▶ EXCERPT TO READ
----------
Professional Wrestling

  • This trope pretty much defines Sting's character in WCW through the entire year of 1997. Hell, we might as well call this trope Sting In The Rafters.


Video Games

  • Falco from Star FOX did this in Adventures, and in one of the endings in Command.
  • Susano, the Fake Ultimate Hero of Okami, does this when he finally admits, to the villagers and himself, that the Orochi of legend was real and he has released it. It takes his girlfriend, Kushi, to shake him out of it, and even then she is nearly eaten by Orochi herself.
  • Shinon did this in Fire Emblem Path of Radiance after Greil died and Ike became leader of the mercenaries.
  • A small use happens early in Golden Sun. After the guy capable of removing large overgrowth blocking the way leaves the group to pursue his own mission he comes back, having quickly hit a dead end, right after the main group finds their path impeeded by such overgrowth.

Webcomics

  • In The Order of the Stick, Roy decides not to help the rest of the team rescue Elan, because Elan is too useless to be worth the risk. He changes his mind the following night, after he realizes how much of an asshole he's being.
    • More that he realizes he is being untrue to himself by abandoning Elan - his whole reason for becoming a fighter and an adventurer was to help others. When Roy dies (he gets better), he learns that had he not gone back, he'd have ended up in a rather worse afterlife.
  • Referenced in one Penny Arcade comic in which Gabe asks his Guildmaster permission to try a different MMO. The Guildmaster's response is to purposefully do something that requires Gabe's character.
    • "But...that is suicide!" "Is it, druid? I call it murder."


Western Animation

  • One of the very first Thomas the Tank Engine episodes written featured Henry trying this in "The Sad Story of Henry". In this case the episode ended with Henry being locked in the "tent" he sulks in for "Always and Always and Always." and it wasn't until the following episode that Henry got to make up for his wrong-doings and save the day.
    • In "Trouble in the Shed" Henry tries it again, along with Gordon and James and once again, it backfires. The Fat Controller shuts them up and gets Thomas and Edward to run the line.
  • Kim Possible: Ron quits when he thinks Kim is jealous of his new success at Bueno Nacho. Kim thinks she can do without the goofy sidekick, but it turns out he's vital. Him or his naked mole rat?.
----------
▶ DATASET
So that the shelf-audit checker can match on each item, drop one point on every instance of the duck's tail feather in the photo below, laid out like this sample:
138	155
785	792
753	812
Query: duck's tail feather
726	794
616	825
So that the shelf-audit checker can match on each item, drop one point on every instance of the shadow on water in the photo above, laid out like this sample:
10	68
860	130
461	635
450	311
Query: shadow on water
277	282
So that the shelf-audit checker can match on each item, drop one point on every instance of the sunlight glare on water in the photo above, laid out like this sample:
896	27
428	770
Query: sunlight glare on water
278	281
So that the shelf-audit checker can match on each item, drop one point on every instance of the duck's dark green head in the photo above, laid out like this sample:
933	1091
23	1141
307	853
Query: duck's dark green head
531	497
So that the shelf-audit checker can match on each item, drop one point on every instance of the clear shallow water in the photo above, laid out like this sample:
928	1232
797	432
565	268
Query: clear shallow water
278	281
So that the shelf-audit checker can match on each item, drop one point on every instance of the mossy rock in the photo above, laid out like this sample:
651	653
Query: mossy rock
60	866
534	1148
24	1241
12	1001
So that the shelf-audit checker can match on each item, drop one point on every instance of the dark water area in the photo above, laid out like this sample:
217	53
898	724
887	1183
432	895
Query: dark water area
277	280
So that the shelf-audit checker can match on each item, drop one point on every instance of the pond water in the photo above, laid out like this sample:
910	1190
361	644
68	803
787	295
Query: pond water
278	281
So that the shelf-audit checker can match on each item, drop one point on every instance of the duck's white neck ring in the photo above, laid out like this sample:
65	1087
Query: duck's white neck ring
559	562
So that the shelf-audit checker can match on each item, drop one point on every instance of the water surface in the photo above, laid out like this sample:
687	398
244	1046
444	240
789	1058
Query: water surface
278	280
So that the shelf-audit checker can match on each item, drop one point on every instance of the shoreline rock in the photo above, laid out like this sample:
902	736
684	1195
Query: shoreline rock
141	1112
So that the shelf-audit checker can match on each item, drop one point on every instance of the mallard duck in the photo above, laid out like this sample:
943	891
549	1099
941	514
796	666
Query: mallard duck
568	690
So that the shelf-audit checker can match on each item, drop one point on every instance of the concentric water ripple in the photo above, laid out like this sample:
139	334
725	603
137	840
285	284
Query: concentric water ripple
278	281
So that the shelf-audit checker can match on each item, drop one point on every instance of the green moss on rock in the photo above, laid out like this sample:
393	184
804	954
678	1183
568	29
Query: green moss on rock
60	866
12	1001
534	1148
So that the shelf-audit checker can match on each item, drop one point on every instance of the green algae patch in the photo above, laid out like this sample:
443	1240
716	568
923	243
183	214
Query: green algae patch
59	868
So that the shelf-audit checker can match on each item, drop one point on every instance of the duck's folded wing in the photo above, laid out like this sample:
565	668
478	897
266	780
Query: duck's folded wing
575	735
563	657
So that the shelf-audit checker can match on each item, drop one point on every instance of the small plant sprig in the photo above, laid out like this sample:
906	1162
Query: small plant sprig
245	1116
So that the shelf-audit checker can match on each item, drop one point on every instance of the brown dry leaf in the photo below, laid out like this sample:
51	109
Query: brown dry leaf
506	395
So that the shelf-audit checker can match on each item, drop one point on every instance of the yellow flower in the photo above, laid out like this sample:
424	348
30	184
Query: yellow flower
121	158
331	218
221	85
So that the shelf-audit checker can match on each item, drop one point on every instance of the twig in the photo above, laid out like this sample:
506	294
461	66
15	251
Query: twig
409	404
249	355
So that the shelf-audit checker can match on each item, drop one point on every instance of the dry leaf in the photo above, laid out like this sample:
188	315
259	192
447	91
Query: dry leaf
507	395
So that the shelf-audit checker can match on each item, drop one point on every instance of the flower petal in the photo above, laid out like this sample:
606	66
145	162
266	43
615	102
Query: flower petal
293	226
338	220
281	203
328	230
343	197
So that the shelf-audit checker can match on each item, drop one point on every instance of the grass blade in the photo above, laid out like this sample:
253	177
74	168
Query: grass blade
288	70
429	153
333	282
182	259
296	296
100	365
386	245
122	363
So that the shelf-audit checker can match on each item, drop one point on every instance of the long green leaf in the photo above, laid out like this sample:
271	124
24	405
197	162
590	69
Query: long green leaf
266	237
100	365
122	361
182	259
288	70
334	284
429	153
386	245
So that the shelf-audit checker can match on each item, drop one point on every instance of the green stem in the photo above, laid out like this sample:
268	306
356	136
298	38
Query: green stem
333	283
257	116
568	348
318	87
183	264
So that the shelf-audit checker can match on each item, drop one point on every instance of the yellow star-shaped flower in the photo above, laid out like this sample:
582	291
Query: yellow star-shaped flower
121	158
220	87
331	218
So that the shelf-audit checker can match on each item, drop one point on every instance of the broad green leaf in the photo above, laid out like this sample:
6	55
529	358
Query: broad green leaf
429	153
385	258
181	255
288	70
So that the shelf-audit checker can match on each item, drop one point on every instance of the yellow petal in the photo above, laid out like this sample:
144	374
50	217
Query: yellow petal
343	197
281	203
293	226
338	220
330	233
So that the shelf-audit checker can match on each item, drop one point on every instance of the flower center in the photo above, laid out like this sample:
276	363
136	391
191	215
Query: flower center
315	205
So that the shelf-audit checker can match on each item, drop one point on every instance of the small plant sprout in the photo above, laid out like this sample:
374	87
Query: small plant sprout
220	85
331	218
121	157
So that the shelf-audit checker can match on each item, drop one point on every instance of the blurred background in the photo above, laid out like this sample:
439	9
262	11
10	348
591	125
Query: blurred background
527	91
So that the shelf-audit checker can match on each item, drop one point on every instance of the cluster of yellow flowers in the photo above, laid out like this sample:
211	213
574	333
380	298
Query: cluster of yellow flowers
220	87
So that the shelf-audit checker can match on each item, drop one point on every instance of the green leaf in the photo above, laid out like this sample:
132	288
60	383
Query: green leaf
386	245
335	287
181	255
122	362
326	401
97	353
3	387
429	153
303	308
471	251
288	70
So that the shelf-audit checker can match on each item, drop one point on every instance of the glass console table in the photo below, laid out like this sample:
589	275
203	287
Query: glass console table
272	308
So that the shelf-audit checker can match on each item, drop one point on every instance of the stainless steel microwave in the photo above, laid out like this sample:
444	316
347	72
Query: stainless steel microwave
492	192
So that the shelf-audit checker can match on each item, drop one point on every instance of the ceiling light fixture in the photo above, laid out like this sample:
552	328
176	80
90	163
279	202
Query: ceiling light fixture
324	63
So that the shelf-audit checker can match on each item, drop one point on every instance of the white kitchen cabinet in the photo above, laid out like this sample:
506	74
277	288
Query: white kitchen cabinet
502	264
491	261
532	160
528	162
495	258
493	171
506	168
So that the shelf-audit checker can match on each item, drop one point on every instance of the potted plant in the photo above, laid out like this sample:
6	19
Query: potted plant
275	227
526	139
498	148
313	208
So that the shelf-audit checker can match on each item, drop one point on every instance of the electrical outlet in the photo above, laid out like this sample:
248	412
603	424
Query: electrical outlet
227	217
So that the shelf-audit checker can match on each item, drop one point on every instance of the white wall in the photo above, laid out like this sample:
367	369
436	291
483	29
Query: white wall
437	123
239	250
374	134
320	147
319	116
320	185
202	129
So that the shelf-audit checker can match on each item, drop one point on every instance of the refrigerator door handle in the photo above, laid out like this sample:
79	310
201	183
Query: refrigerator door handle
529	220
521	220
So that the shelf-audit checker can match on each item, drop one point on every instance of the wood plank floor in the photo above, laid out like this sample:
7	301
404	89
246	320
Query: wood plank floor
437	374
----------
▶ EXERCISE INSTRUCTIONS
[1] Name every category heading that the excerpt on trope examples uses to group its entries.
[2] According to the excerpt on trope examples, who shakes Susano out of it in Okami?
[3] Pick up the excerpt on trope examples after its last sentence and continue it.

▶ WRITTEN RESPONSES
[1] Professional Wrestling, Video Games, Webcomics, Western Animation

[2] His girlfriend, Kushi.

[3]
  • Teen Titans: Cyborg quits after a fight with Robin, then returns just in time to save everybody with the Foe-Tossing Charge.
  • A couple of times in Theodore Tugboat. In Guysborough's Garbage the eponymous Guysborough refuses to collect garbage, resulting in the Big Harbour becoming a big mess. A visiting ship, to whom cleanliness is Serious Business insists on leaving the harbour.
    • There was also one time when Hank, feeling that no one respected him because of his short name, changed his name to Henry. After a big mix up, a large barge goes out of control and speeds through the harbour. Hank is the only one fast enough to catch the barge but he ignores their pleas for help until Theodore addresses him as Henry.
  • WITCH: Cornelia quits when the team fails to protect her best friend, Elyon Brown, from the bad guys. Without the full team, everybody else's powers are weakened (which strangely didn't happen the last time the girls had to send a partial team), and new monsters attack who Cornelia's powers would have been perfect for. She inevitably snaps out of her funk in time to save everybody. This turned out to be a turning point, giving Cornelia real Character Development for the first time.
  • In an episode of Recess, Gus refuses to take sides in a dodgeball fight, despite being a dodgeball virtuoso at one of his older schools. Upon seeing a younger student getting clobbered, however, he enters rage mode and proceeds to wipe out the opposing team single-handedly.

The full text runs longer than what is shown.